Exercise
Update the rows below by replacing "road lane marking" with "crosswalk stripe" wherever it occurs. Leave everything else unchanged.

(Source data)
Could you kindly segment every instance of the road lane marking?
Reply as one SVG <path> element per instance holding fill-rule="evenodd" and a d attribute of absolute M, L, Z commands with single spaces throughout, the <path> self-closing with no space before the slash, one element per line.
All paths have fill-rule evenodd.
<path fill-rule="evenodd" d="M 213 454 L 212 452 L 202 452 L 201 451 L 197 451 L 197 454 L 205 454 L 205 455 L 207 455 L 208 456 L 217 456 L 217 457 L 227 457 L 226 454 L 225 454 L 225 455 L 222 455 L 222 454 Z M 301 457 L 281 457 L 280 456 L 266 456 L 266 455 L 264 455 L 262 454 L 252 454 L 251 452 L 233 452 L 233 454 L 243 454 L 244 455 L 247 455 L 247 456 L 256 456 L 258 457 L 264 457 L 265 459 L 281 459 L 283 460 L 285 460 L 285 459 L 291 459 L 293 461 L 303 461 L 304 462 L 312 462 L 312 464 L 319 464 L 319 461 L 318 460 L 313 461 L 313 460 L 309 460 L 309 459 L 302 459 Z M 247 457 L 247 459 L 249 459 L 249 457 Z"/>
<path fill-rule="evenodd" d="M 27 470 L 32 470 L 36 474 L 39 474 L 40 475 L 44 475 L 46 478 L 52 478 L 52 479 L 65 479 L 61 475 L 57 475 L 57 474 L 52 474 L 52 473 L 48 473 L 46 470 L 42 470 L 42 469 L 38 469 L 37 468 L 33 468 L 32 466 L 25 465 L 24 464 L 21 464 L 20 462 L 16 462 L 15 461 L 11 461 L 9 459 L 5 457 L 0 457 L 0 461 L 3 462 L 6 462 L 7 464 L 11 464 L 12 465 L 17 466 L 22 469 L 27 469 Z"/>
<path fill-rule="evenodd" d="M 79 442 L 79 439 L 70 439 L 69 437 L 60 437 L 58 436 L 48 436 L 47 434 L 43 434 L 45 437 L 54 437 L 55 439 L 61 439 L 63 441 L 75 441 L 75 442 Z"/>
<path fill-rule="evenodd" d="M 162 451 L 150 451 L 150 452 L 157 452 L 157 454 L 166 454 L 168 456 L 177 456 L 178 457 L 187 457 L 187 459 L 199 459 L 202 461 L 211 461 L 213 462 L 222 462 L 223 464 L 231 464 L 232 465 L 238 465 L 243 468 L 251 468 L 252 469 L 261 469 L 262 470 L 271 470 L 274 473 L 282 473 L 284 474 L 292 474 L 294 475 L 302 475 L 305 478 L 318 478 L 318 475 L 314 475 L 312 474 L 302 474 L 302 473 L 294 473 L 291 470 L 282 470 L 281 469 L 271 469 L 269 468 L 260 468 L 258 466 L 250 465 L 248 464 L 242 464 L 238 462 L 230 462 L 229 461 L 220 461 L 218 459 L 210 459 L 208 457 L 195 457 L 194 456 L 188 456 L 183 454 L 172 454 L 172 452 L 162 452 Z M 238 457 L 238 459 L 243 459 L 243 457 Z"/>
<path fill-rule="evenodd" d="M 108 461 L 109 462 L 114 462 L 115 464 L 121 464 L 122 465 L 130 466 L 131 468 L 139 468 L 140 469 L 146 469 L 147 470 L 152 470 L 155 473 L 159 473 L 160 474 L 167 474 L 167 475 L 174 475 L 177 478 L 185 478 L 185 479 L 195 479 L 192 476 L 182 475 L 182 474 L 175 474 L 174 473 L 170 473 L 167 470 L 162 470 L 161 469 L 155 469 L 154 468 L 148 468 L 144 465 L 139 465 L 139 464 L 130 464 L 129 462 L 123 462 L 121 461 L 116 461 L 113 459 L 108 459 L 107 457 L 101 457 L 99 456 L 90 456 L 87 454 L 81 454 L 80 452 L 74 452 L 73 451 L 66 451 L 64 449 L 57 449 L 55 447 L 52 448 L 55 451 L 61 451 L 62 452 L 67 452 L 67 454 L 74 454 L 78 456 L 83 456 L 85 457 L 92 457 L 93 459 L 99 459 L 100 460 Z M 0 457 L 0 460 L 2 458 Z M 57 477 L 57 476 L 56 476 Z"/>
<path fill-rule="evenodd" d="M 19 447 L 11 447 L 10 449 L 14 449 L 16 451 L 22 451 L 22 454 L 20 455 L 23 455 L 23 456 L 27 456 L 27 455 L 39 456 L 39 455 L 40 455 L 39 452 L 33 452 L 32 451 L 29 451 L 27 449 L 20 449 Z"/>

Response to this task
Could you kindly segment every instance of the crosswalk stripe?
Reply as one SVG <path> element per instance holding fill-rule="evenodd" and a d attribute of absolute M, L, Z commands with single spaces throughout, the <path> self-closing with no space before the slash, one element per line.
All paths have fill-rule evenodd.
<path fill-rule="evenodd" d="M 213 454 L 212 452 L 202 452 L 201 451 L 197 451 L 197 454 L 205 454 L 205 455 L 207 455 L 208 456 L 217 456 L 217 457 L 227 457 L 226 454 L 225 454 L 225 455 L 222 455 L 222 454 Z M 301 457 L 281 457 L 280 456 L 266 456 L 266 455 L 264 455 L 262 454 L 252 454 L 251 452 L 233 452 L 233 454 L 243 454 L 244 455 L 247 455 L 247 456 L 256 456 L 258 457 L 264 457 L 265 459 L 281 459 L 283 460 L 285 460 L 285 459 L 291 459 L 293 461 L 303 461 L 304 462 L 312 462 L 312 464 L 319 464 L 319 461 L 318 460 L 313 461 L 313 460 L 309 460 L 309 459 L 302 459 Z M 247 457 L 247 459 L 249 459 L 249 457 Z"/>
<path fill-rule="evenodd" d="M 27 470 L 32 470 L 36 474 L 39 474 L 40 475 L 44 475 L 46 478 L 52 478 L 52 479 L 65 479 L 61 475 L 57 475 L 57 474 L 52 474 L 52 473 L 48 473 L 46 470 L 42 470 L 42 469 L 38 469 L 37 468 L 33 468 L 32 466 L 25 465 L 24 464 L 21 464 L 20 462 L 16 462 L 15 461 L 11 461 L 9 459 L 5 457 L 0 457 L 0 461 L 3 462 L 6 462 L 7 464 L 11 464 L 12 465 L 17 466 L 22 469 L 27 469 Z"/>
<path fill-rule="evenodd" d="M 79 442 L 79 439 L 70 439 L 69 437 L 60 437 L 58 436 L 48 436 L 47 434 L 43 434 L 45 437 L 54 437 L 55 439 L 61 439 L 63 441 L 75 441 L 75 442 Z"/>
<path fill-rule="evenodd" d="M 162 451 L 150 451 L 150 452 L 157 452 L 157 454 L 166 454 L 168 456 L 177 456 L 178 457 L 187 457 L 187 459 L 199 459 L 202 461 L 211 461 L 213 462 L 222 462 L 223 464 L 231 464 L 232 465 L 238 465 L 243 468 L 251 468 L 252 469 L 261 469 L 262 470 L 271 470 L 274 473 L 282 473 L 284 474 L 292 474 L 294 475 L 302 475 L 305 478 L 318 478 L 318 475 L 314 475 L 312 474 L 302 474 L 302 473 L 294 473 L 291 470 L 282 470 L 281 469 L 271 469 L 269 468 L 260 468 L 258 466 L 250 465 L 248 464 L 242 464 L 238 462 L 230 462 L 229 461 L 220 461 L 218 459 L 210 459 L 208 457 L 195 457 L 194 456 L 188 456 L 183 454 L 172 454 L 172 452 L 162 452 Z M 238 457 L 238 459 L 243 459 L 243 457 Z"/>
<path fill-rule="evenodd" d="M 108 461 L 109 462 L 114 462 L 115 464 L 121 464 L 122 465 L 130 466 L 131 468 L 139 468 L 140 469 L 146 469 L 147 470 L 152 470 L 155 473 L 159 473 L 160 474 L 167 474 L 167 475 L 174 475 L 177 478 L 185 478 L 185 479 L 195 479 L 192 476 L 182 475 L 182 474 L 175 474 L 174 473 L 170 473 L 167 470 L 162 470 L 161 469 L 155 469 L 154 468 L 148 468 L 144 465 L 139 465 L 139 464 L 130 464 L 129 462 L 123 462 L 121 461 L 116 461 L 113 459 L 108 459 L 107 457 L 101 457 L 99 456 L 90 456 L 87 454 L 81 454 L 80 452 L 74 452 L 73 451 L 66 451 L 64 449 L 57 449 L 55 447 L 52 448 L 55 451 L 61 451 L 62 452 L 67 452 L 67 454 L 74 454 L 78 456 L 83 456 L 85 457 L 92 457 L 93 459 L 99 459 L 100 460 Z M 0 457 L 0 460 L 2 458 Z M 57 477 L 57 476 L 56 476 Z"/>
<path fill-rule="evenodd" d="M 19 447 L 11 447 L 10 449 L 14 449 L 16 451 L 22 451 L 22 454 L 20 455 L 23 455 L 23 456 L 27 456 L 27 455 L 39 456 L 39 455 L 40 455 L 39 452 L 33 452 L 32 451 L 29 451 L 27 449 L 20 449 Z"/>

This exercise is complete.